**Reading text:**
▬▬▬▬▬▬▬▬▬▬

This is probably the weakest of the Crawford-Gable pairings, but it's still fun to watch. Joan Crawford plays Ivy "Bunny" Stevens, a vivacious chorus girl working in a two-bit hotel and having a heavy romance with Howard Palmer (Neil Hamilton), a "heel" who plans - unbeknownst to Ivy - to drop her and marry the boss' daughter. When Palmer leaves "Bunny" a goodbye note after she sings a "torch song" to him and does a spirited dance, she is crestfallen and tries to commit suicide by jumping off a bridge (shades of "Mildred Pierce"). But Clark Gable, woefully miscast as a pious Salvation Army preacher named Carl Loomis, comes to the rescue and gets her to don the cloak and take to a life of good deeds for the misfortunate.

Oh, this is creaky, but still a hoot. It's worthwhile just to see the very young Gable (struggling with some terribly sincere dialogue) and Crawford, here a beautiful blonde -- a mere girl really. It's fun to see her dance with that cheeky, total abandon; she's full of energy. There are patches of dreadful acting, but the real fun comes at the end when sincere Ivy runs across her old flame who convinces her to have a one night stand (very pre-Code). The poor kid is so ashamed afterwards of her transgression with this man she once loved that she takes a few nips and dances on top of a table for a room full of men. Delicious fun! Then, even better, Gable comes to the rescue, willing to fight for Ivy's virtue. He assures Ivy that her one mistake is no reason to shed the cloak and happiness is restored! Ivy realizes that her former lover is a selfish cad and that she has more self esteem, enough to put him behind her forever. She walks to the horizon, arm in arm, with Gable.

To see Joan, very young and a real cutie, laughing recklessly in the table scene, and Gable, slightly uncomfortable in his role but rather endearing -- well, it's priceless. That's what makes these old movies such treasures! That and the cheap, but effective sentiment -- effective because it's so damn innocent and somehow sincere. Creaky and not essential, but still fun

Three Stars

Other Reviews

A. D. S. of the "New York Times" had this to say, "Miss Crawford has seldom looked so radiantly alive and beautiful; she has tempered the intense and not a little self-conscious quality of her acting without hurting her vibrant and breath-catching spirit. In the cabaret scene she gets through her dancing scenes in excellent fashion and even manages a torch song called 'What Can I Do? - I Love That Man!' very commendably."

▬▬▬▬▬▬▬▬▬▬

**Available data:**
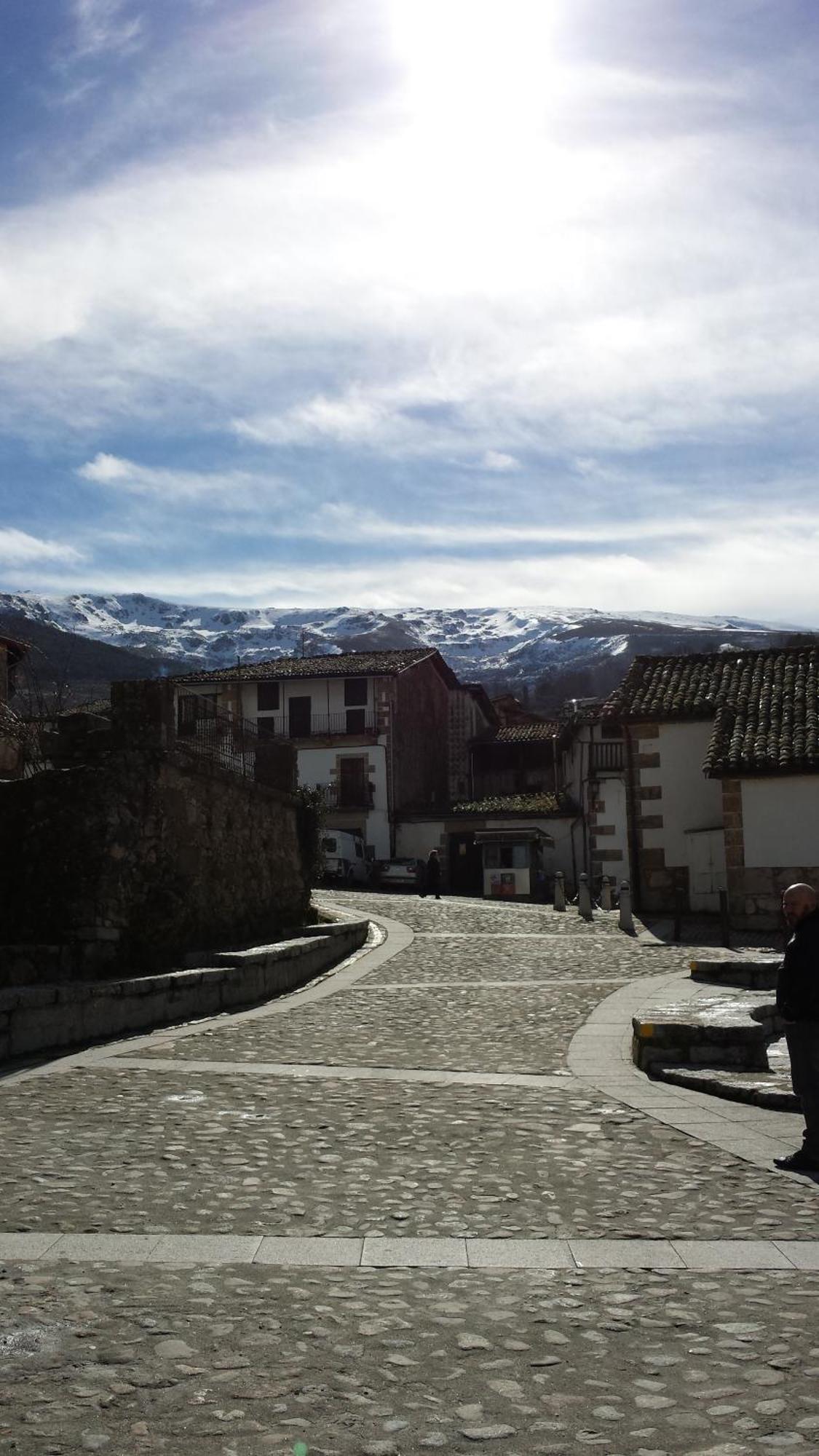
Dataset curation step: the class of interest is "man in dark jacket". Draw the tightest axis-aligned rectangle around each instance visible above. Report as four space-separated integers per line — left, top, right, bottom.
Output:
774 885 819 1174
424 849 440 900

▬▬▬▬▬▬▬▬▬▬

**What is asked:**
Return the passage of the film review word for word, beginning at the words "This is probably" and stopping after the words "for the misfortunate.". The listing has nothing to do with the film review.

**Correct response:**
This is probably the weakest of the Crawford-Gable pairings, but it's still fun to watch. Joan Crawford plays Ivy "Bunny" Stevens, a vivacious chorus girl working in a two-bit hotel and having a heavy romance with Howard Palmer (Neil Hamilton), a "heel" who plans - unbeknownst to Ivy - to drop her and marry the boss' daughter. When Palmer leaves "Bunny" a goodbye note after she sings a "torch song" to him and does a spirited dance, she is crestfallen and tries to commit suicide by jumping off a bridge (shades of "Mildred Pierce"). But Clark Gable, woefully miscast as a pious Salvation Army preacher named Carl Loomis, comes to the rescue and gets her to don the cloak and take to a life of good deeds for the misfortunate.